◆ **Given records**
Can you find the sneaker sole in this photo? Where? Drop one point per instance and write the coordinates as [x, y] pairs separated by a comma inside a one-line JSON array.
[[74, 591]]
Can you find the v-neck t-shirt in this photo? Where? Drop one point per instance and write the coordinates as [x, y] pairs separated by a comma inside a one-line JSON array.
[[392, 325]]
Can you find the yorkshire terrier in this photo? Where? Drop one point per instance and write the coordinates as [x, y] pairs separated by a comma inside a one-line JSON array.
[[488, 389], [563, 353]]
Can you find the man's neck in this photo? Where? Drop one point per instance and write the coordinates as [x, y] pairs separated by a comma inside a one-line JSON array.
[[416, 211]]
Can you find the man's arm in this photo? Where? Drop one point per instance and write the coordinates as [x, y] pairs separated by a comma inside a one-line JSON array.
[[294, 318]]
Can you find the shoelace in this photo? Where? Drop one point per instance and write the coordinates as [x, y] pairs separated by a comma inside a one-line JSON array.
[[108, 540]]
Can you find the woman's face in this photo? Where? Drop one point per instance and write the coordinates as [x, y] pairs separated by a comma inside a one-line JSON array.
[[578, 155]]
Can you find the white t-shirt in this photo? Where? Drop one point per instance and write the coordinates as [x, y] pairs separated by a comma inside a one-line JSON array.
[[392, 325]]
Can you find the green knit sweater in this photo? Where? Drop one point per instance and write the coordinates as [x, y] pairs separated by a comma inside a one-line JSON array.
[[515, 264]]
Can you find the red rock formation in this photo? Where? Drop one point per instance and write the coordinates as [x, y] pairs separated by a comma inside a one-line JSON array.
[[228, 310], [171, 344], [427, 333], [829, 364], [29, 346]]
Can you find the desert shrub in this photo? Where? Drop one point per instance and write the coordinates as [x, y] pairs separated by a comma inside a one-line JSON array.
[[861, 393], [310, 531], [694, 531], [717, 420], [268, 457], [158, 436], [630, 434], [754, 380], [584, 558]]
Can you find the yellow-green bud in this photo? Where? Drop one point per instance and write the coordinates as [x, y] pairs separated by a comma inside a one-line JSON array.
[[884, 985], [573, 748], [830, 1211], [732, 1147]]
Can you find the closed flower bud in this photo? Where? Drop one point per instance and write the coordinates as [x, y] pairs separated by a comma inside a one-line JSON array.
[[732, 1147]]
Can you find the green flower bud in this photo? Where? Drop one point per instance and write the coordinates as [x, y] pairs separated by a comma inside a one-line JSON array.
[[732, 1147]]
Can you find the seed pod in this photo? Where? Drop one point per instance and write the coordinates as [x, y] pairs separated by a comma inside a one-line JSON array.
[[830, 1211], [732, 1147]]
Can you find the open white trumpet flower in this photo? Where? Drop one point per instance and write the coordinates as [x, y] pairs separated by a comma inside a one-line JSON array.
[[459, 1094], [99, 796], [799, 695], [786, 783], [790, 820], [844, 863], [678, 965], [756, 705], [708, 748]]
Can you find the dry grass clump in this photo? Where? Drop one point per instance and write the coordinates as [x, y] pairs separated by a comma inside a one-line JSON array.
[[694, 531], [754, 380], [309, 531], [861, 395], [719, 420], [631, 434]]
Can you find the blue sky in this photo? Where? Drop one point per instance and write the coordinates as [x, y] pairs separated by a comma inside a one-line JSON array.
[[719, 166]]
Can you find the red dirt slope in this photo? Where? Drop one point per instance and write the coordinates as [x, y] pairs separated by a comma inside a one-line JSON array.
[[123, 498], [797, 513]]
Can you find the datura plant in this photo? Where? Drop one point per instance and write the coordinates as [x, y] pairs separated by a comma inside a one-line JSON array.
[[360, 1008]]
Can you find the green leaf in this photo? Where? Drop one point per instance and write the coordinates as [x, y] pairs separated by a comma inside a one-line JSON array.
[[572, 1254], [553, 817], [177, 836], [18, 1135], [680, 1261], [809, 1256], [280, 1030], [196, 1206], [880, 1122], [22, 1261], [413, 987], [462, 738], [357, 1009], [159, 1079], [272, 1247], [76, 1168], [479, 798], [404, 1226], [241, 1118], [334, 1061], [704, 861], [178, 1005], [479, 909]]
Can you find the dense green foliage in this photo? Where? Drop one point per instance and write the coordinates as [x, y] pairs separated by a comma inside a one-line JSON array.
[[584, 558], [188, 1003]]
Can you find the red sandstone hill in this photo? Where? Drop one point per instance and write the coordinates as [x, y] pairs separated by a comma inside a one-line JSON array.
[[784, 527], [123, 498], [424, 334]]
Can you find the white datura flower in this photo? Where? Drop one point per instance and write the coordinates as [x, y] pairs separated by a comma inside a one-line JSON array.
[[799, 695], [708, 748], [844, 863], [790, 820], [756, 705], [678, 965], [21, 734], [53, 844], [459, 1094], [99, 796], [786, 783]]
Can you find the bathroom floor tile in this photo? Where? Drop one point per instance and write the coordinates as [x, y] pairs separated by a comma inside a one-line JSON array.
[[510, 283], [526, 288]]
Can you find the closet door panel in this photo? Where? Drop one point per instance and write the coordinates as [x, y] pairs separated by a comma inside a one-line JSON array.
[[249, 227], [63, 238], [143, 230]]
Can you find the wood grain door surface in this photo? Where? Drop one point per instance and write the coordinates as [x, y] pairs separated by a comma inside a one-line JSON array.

◆ **Work to complete**
Format every row above as a JSON list of strings, with one string per line and any blank lines left out.

◆ **Finished exercise**
[
  "Can you find the sneaker sole in this photo? Where? Drop one point per instance and write the coordinates as [x, y] pairs separated by a comma inside a one-line JSON array.",
  "[[74, 591]]",
  "Can you find the v-neck t-shirt in this photo? Where? Drop one point per instance and write the coordinates as [x, y] pairs separated by a comma inside a one-line JSON array.",
  "[[392, 325]]",
  "Can you find the yorkshire terrier in this photo? Where? Drop one point per instance and write the coordinates as [x, y] pairs separated by a comma inside a one-line JSON array.",
  "[[488, 389], [563, 353]]",
  "Can you find the man's neck in this photo? Where? Drop one point per instance and write the coordinates as [x, y] pairs separated by a comma inside a one-line JSON array.",
  "[[416, 211]]",
  "Can you find the man's arm in this photo? Where? Drop one point per instance and write the coordinates as [x, y] pairs separated by a comma inside a one-line JSON array.",
  "[[294, 318]]",
  "Can you find the shoelace in this photo? Where? Drop one point per instance and write the coordinates as [x, y] pairs separated by a comma inside a one-line JSON array.",
  "[[108, 540]]",
  "Can you find the woman's face in this photo? Where? Drop one point per instance and write the coordinates as [x, y] pairs separated by a comma inside a one-line JSON array.",
  "[[578, 155]]",
  "Can you find the white t-shirt in this photo? Where? Drop one point per instance and write the coordinates as [x, y] pairs separated by a comma inside a one-line JSON array.",
  "[[392, 325]]",
  "Can you find the green knit sweater in this photo? Where? Drop one point per instance and write the coordinates as [x, y] pairs separated by a comma inside a one-line JSON array.",
  "[[515, 264]]",
  "Can you find the red rock formation in this photo? Where? Drop one point per instance and write the coordinates as [x, y] pairs separated by a comma inside a one-line JSON array.",
  "[[228, 310], [171, 344], [427, 333], [829, 364], [29, 346]]",
  "Can you find the desert shrub in this photo? Where? Drop one point per instance and write the coordinates as [x, y] pairs separated by a comma inside a one-line JSON array.",
  "[[861, 393], [310, 531], [694, 531], [717, 420], [268, 457], [158, 436], [630, 434], [754, 380], [584, 558]]",
  "Can you find the yellow-green bud in this photo? Where? Drop one point per instance and write the coordinates as [x, y] pairs separated by a comma inside a one-line JSON array.",
  "[[884, 985], [573, 748], [830, 1211], [732, 1147]]",
  "Can you find the closed flower bud in this photo? Where? Drop one point per instance and write the coordinates as [x, y] pairs separated by a comma inside a one-line JSON array.",
  "[[732, 1147]]",
  "Can you find the green flower bud in this photo? Where? Drop one point per instance and write the coordinates as [x, y] pairs separated by a comma inside a one-line JSON array.",
  "[[732, 1147]]",
  "Can you find the seed pod in this photo? Where? Drop one point per instance and write the coordinates as [x, y] pairs separated by a comma inside a one-line JSON array.",
  "[[830, 1211], [732, 1147]]",
  "Can you find the open white trumpet flower in this photo? Where? Drop one point per instance and write the coordinates as [x, y] pairs separated by a comma inside a one-line JSON array.",
  "[[459, 1094], [99, 796], [799, 695], [786, 783], [790, 820], [844, 863], [678, 965], [756, 705], [708, 748]]",
  "Can you find the dry grass clump in this photo? Where? Drop one point per instance and write the coordinates as [x, y] pairs separated by a comma inside a one-line JSON array.",
  "[[694, 531], [754, 380], [309, 531], [861, 395], [719, 420], [631, 434]]",
  "Can you find the blue sky in this photo? Where? Drop one point per instance and write the coordinates as [x, y] pairs separated by a comma inside a one-line JSON array.",
  "[[719, 166]]",
  "Can you find the red dirt slope in this photo? Where? Drop one point per instance and write the coordinates as [x, y] pairs separated by a comma inside a one-line JSON array.",
  "[[123, 498], [797, 513]]",
  "Can you find the datura plant in this photo? Where? Drop one point per instance and write the coordinates as [x, y] pairs separated by a comma inside a one-line JSON array.",
  "[[360, 1008]]",
  "Can you find the green leaf in this photo? Where? Drop one point per instance and write the coordinates as [x, y] pairs separated by a comma inside a one-line JSON array.",
  "[[572, 1254], [553, 817], [177, 836], [18, 1135], [680, 1261], [809, 1256], [280, 1030], [196, 1206], [880, 1122], [22, 1261], [413, 987], [462, 738], [357, 1009], [159, 1079], [272, 1247], [76, 1168], [479, 798], [404, 1226], [241, 1118], [334, 1061], [704, 861], [178, 1005], [479, 909]]",
  "Can you find the dense green foliage in this photo? Where? Drop one point per instance and write the coordinates as [x, y] pairs separated by a comma inside a one-line JSON array.",
  "[[584, 558], [188, 1003]]",
  "Can you find the red sandstone hill in this photo? Where? Drop one point per instance and write the coordinates as [x, y] pairs separated by a comma inside a one-line JSON array.",
  "[[784, 527], [123, 498], [424, 334]]",
  "Can you find the white datura flower in this photo? Where? Drop one point per instance and write the coordinates as [x, y] pairs separated by a comma inside a one-line JSON array.",
  "[[799, 695], [708, 748], [844, 863], [790, 820], [756, 705], [678, 965], [21, 734], [53, 844], [459, 1094], [99, 796], [786, 783]]",
  "Can you find the bathroom floor tile in this photo? Where? Drop one point per instance and write the coordinates as [x, y] pairs separated by a comma inside a one-line JSON array.",
  "[[510, 283], [526, 288]]",
  "Can you find the closet door panel in this photo? Where? Drop one point per instance and write the coordinates as [x, y] pairs separated by a comma inside a one-line JSON array.",
  "[[249, 227], [63, 238], [143, 230]]",
  "Can you find the wood grain door surface in this photo? Where? Drop one point per instance and write the coordinates as [x, y] pairs separated by a comma inside a one-line JSON array."
]